BEGIN Excerpt

The known 2026-05-15 run 39 artifact is a rejected negative regression seed,
not a baseline to imitate.
Release Binding
Assessment output is only useful if it is bound to the engine that generated it. Comparable challenger artifacts should record:
- repo-scoping package version
- engine git commit
- engine release or tag when available
- engine dirty state
- scanner version
- candidate generator version
- quality criteria version
- prompt version when LLM or agentic review is used
An artifact with release_binding_status=complete can be compared as a real
challenger. An artifact with historical_incomplete can still be useful as a
negative seed, but it should not become a preferred baseline. An unbound
artifact is diagnostic only.
Dirty state does not automatically make an artifact useless, but it must be visible. A dirty challenger should usually be rerun after the relevant changes are committed.
Standard Loop
-
Run the self-assessment command:
repo-scoping self-assess \ --source-path . \ --assessment-output docs/self-scoping/assessments/repo-scoping-challenger.json \ --comparison-output docs/self-scoping/assessments/repo-scoping-challenger.md -
Read the comparison report.
-
If the report says
regression, inspect forbidden capabilities, misplaced features, and known regression patterns first. -
If the report says
needs_review, inspect missing expected capabilities and source evidence before choosing old or new output. -
If the report says
candidate_improvement, still confirm that the hierarchy, source refs, and native-utility boundaries make sense. -
Record the decision as an assessment outcome before changing the active baseline.

END Excerpt
BEGIN Data block

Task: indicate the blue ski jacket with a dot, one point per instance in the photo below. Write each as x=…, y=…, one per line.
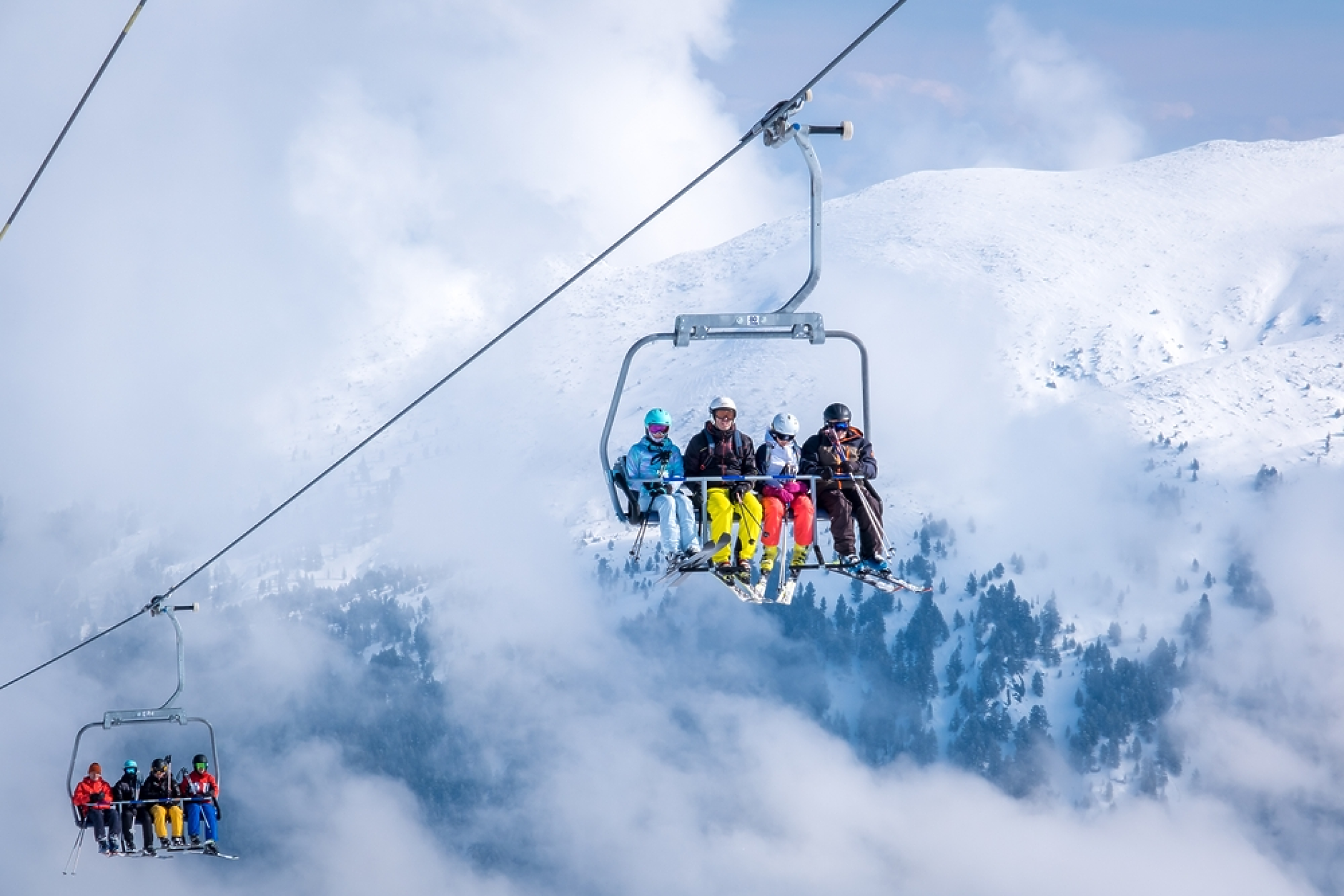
x=647, y=459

END Data block

» **What to produce**
Answer these from the excerpt on repo-scoping self-assessment, one answer per line, numbered to match.
1. How does the excerpt describe the 2026-05-15 run 39 artifact?
2. What can an artifact with release_binding_status=complete be compared as?
3. What should be inspected when the report says needs_review?

» **Result for this task**
1. As a rejected negative regression seed, not a baseline to imitate.
2. As a real challenger.
3. Missing expected capabilities and source evidence, before choosing old or new output.